Cataracts are the clouding of your eye’s lens, and are one of the most common eye conditions. Generally, they are caused by age-related factors, but they can also develop early due to trauma, certain types of medications or systemic conditions like diabetes. They usually develop slowly over your lifetime until they reach a stage where they inhibit your vision enough to make cataract surgery necessary. When you come in for your comprehensive eye examination, our optometrist will check your lenses and vision for cataracts and determine whether cataract surgery is likely to be needed in the near future. When your cataracts reach the stage that they are operable, we will refer you to an ophthalmologist who will manage the surgery and early post-operative care.
Diabetes is a condition that affects your body’s blood vessels. Because your optometrist is able to directly evaluate your blood vessels during your eye examination, she is able to look for changes in your eyes related to diabetes. Ocular changes are significant because they can lead to significant vision loss or permanent blindness. On a more mild level, eye changes can be the first sign that your medications are not working as they should be, which warrants a referral back to your primary care provider. Moderate to severe changes may need to be referred to an ophthalmologist for evaluation and treatment in the form of laser or injections. Diabetes Canada recommends annual diabetic eye exams for patients with type I and type II diabetes.

Aim of the exercise:
Please answer from the eye care text: how often does Diabetes Canada recommend diabetic eye exams for patients with type I and type II diabetes?

Stored data:
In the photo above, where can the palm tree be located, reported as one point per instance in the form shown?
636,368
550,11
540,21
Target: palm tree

Written reply:
Once a year.